**Page text:**
-=-=-
My first entry.

We aren’t anywhere close to discussing the topic of grief and loss in the Philosophy of Religion class.

I hate to call it my class! Things have gone so well with Daigan assisting us in our conversations about death and dying. He’s a great facilitator. And it’s more than just Daigan’s experience that is making the class a success: the students are spectacular. It’s so great to have a group (probably close to 50) who are just right there with you. It makes a tremendous difference. Besides my seminars, this has been the most collaborative teaching experience I’ve ever had. Yes, I’m thrilled.

Now back to death! I haven’t experienced a lot of deaths. And I still have to say that I’m grateful for that. That statement alone indicates how uncomfortable I still am with death and dying. But what I do seem to have a lot of experience with is grief.

I suppose the good news is that the people I have loved beyond all measure, e.g., my grandmother, Ga-Ga, and my former teachers such as D.Z. Phillips, have led me to experience tons of grief and a deep feeling of loss.

It’s weird to say “they caused” this. But I’m sure you know what I mean. The absence, the void is still a kind of presence. Perhaps that’s what grief is. I’m reading Simone Weil. I come back to her again and again. This quote is from her Notebooks (Volume 1, pg. 28). It’s available on Google Books here.
-=-=-
**Data entries:**
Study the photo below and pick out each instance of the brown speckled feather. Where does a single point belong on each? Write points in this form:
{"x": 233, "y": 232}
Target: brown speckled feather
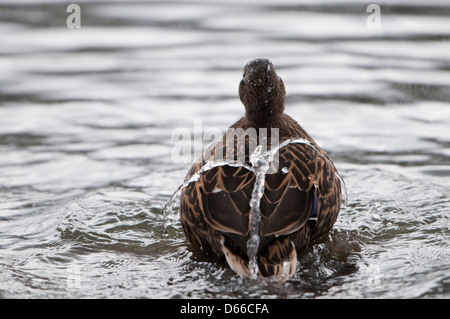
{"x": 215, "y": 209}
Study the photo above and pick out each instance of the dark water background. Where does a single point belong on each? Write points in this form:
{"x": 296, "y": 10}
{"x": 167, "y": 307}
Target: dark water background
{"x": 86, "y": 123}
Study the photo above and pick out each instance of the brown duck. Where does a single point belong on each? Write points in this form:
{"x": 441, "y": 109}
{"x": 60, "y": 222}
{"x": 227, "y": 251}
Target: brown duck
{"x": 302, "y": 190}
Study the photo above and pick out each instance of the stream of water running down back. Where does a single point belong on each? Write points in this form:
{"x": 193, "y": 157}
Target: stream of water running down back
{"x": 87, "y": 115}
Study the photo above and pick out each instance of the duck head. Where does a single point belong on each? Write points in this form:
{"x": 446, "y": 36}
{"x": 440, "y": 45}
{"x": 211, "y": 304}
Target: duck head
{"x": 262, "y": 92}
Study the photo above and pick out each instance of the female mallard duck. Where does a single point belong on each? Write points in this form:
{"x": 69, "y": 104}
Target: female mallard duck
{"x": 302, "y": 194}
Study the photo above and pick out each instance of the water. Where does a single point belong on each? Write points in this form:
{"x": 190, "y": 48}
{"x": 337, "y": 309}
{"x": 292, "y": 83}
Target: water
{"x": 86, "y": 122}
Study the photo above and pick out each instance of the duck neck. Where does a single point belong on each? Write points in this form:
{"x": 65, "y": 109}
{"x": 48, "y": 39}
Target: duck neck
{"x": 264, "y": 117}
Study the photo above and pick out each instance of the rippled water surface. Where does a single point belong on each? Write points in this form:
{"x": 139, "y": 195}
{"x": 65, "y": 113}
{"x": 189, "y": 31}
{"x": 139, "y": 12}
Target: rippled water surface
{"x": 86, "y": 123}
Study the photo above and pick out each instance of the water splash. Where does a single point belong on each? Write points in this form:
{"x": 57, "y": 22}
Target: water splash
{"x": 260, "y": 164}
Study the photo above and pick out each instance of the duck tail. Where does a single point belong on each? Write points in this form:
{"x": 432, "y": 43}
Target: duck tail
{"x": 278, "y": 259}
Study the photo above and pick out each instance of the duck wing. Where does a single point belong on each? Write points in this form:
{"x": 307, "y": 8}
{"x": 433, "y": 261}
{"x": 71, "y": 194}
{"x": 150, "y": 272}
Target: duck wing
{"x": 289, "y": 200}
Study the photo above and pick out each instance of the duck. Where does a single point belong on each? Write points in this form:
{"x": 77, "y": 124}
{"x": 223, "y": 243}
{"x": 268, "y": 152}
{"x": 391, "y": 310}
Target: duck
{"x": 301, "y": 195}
-=-=-
**Exercise set:**
1. In the entry about grief, who is assisting with the class conversations about death and dying?
2. Copy the part of the entry about grief between "It’s weird to" and "Google Books here.", inclusive.
3. Write what follows in the entry about grief, picking up after its last sentence.

**Answers given:**
1. Daigan

2.
It’s weird to say “they caused” this. But I’m sure you know what I mean. The absence, the void is still a kind of presence. Perhaps that’s what grief is. I’m reading Simone Weil. I come back to her again and again. This quote is from her Notebooks (Volume 1, pg. 28). It’s available on Google Books here.

3.
To lose somebody: we suffer at the thought that the dead one, the absent one should have become something imaginary, something false.  But the longing we have for him is not imaginary.  We must go down into ourselves, where the desire which is not imaginary resides.  Hunger; we imagine different foods; but the hunger itself is real; we must seize hold of the hunger.

The loss of contact with reality–there lies evil, there lies sorrow. There are certain situations which bring about such a loss: deprivation, suffering. The remedy is to use the loss itself as an intermediary for attaining reality.  The presence of the dead one is imaginary, but his absence is very real; it is henceforth his manner of appearing.

This last bit is so true. The absence is real. But that’s just how the ones for whom I grieve appear to me now. What this way of thinking about grief does, at least what my view on it today is, is that it really throws a monkey wrench into wanting to stop the grief or to blot out the feeling of absence. To say, “Oh, I wish Ga-Ga wouldn’t come to mind” or “I wish I’d stop thinking about D.Z. is to cut myself off from being able to experience them again.

I’m not sure if Weil means it like this, but in a way, the appearing is a form of “enjoyment”. I get to remember incidents that bring me joy. It brings the person back to me. That’s cool. But it certainly leaves the odd sense that his death and  his appearing are “all about me”. It’s almost as though a person’s death is something I do.

Whew! That didn’t hurt too much.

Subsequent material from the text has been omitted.